(ЗАДАНИЯ ДЛЯ ВЫПОЛНЕНИЯ)
1. Ответьте на вопросы по отрывку о Карузо.
(а) Какую оперу Карузо считал блистательнейшей оперой Верди?
(б) Какую ноту Карузо детонировал в первые годы своей деятельности?
(в) Какого числа Карузо проснулся в Милане с чувством тяжести в горле?
2. Повторите без изменений часть отрывка о Карузо, которая начинается словами, содержащими «Маэстро Кампанини, как», и заканчивается словами «певца в отчаяние.».
3. Подхватите отрывок о Карузо и продолжите его, начиная сразу после последней приведенной фразы.

(ПРЕДОСТАВЛЕННЫЙ ОТРЫВОК)
────

Карузо испытывал особое влечение к Верди, которого называл львом итальянской лирической оперы. Он считал "Трубадура" блистательнейшей оперой маэстро из Буссето, в которой Верди достиг высот поэтической красоты. И в самом деле, эта опера представляет чудесное чередование блистательных и драматических моментов, потрясающих небо искусства и поэзии. Карузо любил эту оперу. Свою партию он неизменно исполнял с душой и пламенным увлечением, потому что в ней - говорил он - каждый раз снова чувствовал тепло своей земли, горячий и гордый темперамент юга.
Маэстро Кампанини, как и раньше мой дядя Маркетти, утверждал, что Карузо в первые годы своей деятельности детонировал ля. Дирижеры, на первых порах не понимавшие причины этого, старались избавить его от этой неприятности, потому что детонация чрезвычайно нервировала его и могла иметь последствия для всего спектакля.
Когда Карузо следовал советам маэстро Верджине, то всегда детонировал ля. Если же он руководствовался указаниями маэстро Ломбарди, то первое ля брал хорошо, а затем, вновь встретив эту коварную ноту, опять фальшивил, что неизменно повергало молодого певца в отчаяние.
После первых миланских успехов описанный недостаток неожиданно и навсегда исчез. Больше того, нота ля, доставлявшая столько хлопот певцу и порой доводившая его до слез, вдруг зазвучала необыкновенно звонко и кристально чисто.
Какой же педагог устранил этот досадный дефект? Сам Карузо - великий артист. Он стал петь в верхнем регистре совсем не так, как ему рекомендовали его учителя. Постановка его верхних нот была настолько необычной и великолепной, что сделалась предметом восхищения критики и дирижеров театра. Большие неприятности доставили Карузо однажды его голосовые связки. С ним случилось то же, что за много лет до него с Гайяре и Лаблашем. Утром 5 июня 1909 года Карузо проснулся в Милане с чувством непонятной тяжести в горле. "Что бы это могло быть? Может быть, результат чрезмерного курения?" (Карузо выкуривал иногда до сорока сигарет в день). Он попробовал пропеть несколько звуков, но обычной легкости не было. Они казались помрачневшими. Чувство тяжести не только не уменьшилось, а, наоборот, возросло. Встревоженный Карузо послал за профессором делла Ведова, который после осмотра заключил:
— Ничего серьезного: мушка, маленькая мушка.

────

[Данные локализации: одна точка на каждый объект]
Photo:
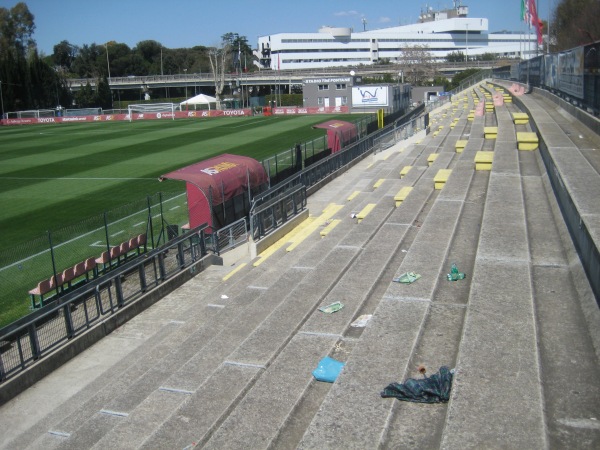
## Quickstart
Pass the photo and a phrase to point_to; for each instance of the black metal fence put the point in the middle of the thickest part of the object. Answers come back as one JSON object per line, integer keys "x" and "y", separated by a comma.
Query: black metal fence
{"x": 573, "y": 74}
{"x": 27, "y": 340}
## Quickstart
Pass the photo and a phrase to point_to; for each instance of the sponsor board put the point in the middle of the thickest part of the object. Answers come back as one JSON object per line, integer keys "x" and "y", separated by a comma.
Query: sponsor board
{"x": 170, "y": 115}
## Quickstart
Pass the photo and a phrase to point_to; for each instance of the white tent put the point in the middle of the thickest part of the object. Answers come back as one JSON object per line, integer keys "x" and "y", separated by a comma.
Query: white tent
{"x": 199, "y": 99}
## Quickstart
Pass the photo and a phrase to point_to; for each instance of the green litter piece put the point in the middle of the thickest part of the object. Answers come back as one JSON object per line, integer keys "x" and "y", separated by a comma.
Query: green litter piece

────

(РЕЗУЛЬТАТЫ УПРАЖНЕНИЯ)
1.
(а) «Трубадура».
(б) Ноту ля.
(в) 5 июня 1909 года.

2.
Маэстро Кампанини, как и раньше мой дядя Маркетти, утверждал, что Карузо в первые годы своей деятельности детонировал ля. Дирижеры, на первых порах не понимавшие причины этого, старались избавить его от этой неприятности, потому что детонация чрезвычайно нервировала его и могла иметь последствия для всего спектакля.
Когда Карузо следовал советам маэстро Верджине, то всегда детонировал ля. Если же он руководствовался указаниями маэстро Ломбарди, то первое ля брал хорошо, а затем, вновь встретив эту коварную ноту, опять фальшивил, что неизменно повергало молодого певца в отчаяние.

3.
— Муха в моем горле? Невозможно! - запротестовал Карузо.
Отоларинголог объяснил, что речь идет о небольшом наросте, об узелке, появившемся в результате неправильной работы голосовых связок. Его необходимо немедленно удалить. Иначе он разрастется. А это угрожает потерей голоса.
Карузо побледнел. Он чувствовал, что силы оставляют его.
— Э-э, профессор, - воскликнул он, переходя на неаполитанский диалект, - вы хотите ковырять железом в моем горле?!
— Успокойтесь, слегка ущипну - и ничего более!
Таким образом была произведена маленькая операция. Певец был так обеспокоен и встревожен, что сам делла Ведова, видя чрезмерную впечатлительность великого артиста, принял все меры предосторожности и призвал на помощь все силы и спокойствие опытного хирурга, чтобы благополучно закончить операцию.
Виртуозно выполненная операция стоила тогда Карузо шестьдесят тысяч лир. Но он заявил, что готов был заплатить и втрое больше, лишь бы избавиться от такой неприятности.
Вспоминая этот невеселый эпизод, Карузо мрачнел, охваченный грустью, озабоченностью, ибо всегда боялся потерять голос.